THE EXERCISE:
Please update the records from the start through the line containing "pixel 141 344", inclusive, replacing "house style" with "standard format" and keeping everything else the same. Return only those lines.

SUPPLIED DATA start

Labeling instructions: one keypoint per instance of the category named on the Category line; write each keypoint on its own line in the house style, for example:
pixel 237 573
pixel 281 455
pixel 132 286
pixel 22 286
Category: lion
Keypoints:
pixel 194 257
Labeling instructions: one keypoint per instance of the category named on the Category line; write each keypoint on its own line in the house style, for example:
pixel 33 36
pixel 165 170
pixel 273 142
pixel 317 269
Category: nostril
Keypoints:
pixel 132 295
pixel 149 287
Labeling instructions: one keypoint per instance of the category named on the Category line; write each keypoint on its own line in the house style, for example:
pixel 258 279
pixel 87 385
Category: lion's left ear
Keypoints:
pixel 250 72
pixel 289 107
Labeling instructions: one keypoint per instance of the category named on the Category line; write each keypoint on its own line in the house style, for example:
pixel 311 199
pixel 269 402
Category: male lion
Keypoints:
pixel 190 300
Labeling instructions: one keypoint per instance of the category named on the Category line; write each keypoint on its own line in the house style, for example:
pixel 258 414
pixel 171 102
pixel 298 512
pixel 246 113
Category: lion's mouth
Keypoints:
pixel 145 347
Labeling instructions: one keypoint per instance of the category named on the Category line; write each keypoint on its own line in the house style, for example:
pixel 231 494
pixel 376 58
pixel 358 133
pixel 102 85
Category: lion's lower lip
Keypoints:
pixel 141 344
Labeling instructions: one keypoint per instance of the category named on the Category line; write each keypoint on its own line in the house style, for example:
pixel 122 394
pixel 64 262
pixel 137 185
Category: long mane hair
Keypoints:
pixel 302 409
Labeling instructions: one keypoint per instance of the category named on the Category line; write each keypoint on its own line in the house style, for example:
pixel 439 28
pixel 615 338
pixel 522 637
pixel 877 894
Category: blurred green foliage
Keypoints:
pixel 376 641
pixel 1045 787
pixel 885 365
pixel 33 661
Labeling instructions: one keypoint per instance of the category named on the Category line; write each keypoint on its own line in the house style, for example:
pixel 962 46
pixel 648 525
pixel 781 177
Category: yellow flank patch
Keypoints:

SUPPLIED DATA end

SOLUTION FOR THIS PROBLEM:
Labeling instructions: one keypoint per instance of the category named on the Category line; write each keypoint on its own line in the standard format, for example:
pixel 237 573
pixel 281 455
pixel 132 286
pixel 22 286
Category: lion
Keypoints:
pixel 194 257
Labeling instructions: one keypoint per instance of the category named on the Category line; write each keypoint on its own line in the standard format, for example:
pixel 33 36
pixel 165 170
pixel 273 142
pixel 317 269
Category: nostril
Keypoints:
pixel 132 295
pixel 149 287
Labeling instructions: one keypoint per instance of the category named on the Category line; write each keypoint on its own line in the standard format, for example:
pixel 258 279
pixel 87 385
Category: lion's left ear
Keypoints:
pixel 250 72
pixel 289 107
Labeling instructions: one keypoint per instance of the category named on the Category line; write each keypoint on its own line in the standard format, for example:
pixel 311 199
pixel 269 402
Category: male lion
Keypoints:
pixel 190 300
Labeling instructions: one keypoint per instance of the category named on the Category line; write each keypoint on its own line in the standard format, for example:
pixel 258 414
pixel 171 102
pixel 298 512
pixel 246 113
Category: lion's mouth
Keypoints:
pixel 145 347
Labeling instructions: one keypoint per instance of the category named on the Category line; write each keypoint on its own line in the standard format, for example:
pixel 231 494
pixel 376 58
pixel 358 133
pixel 102 85
Category: lion's lower lip
Keypoints:
pixel 141 344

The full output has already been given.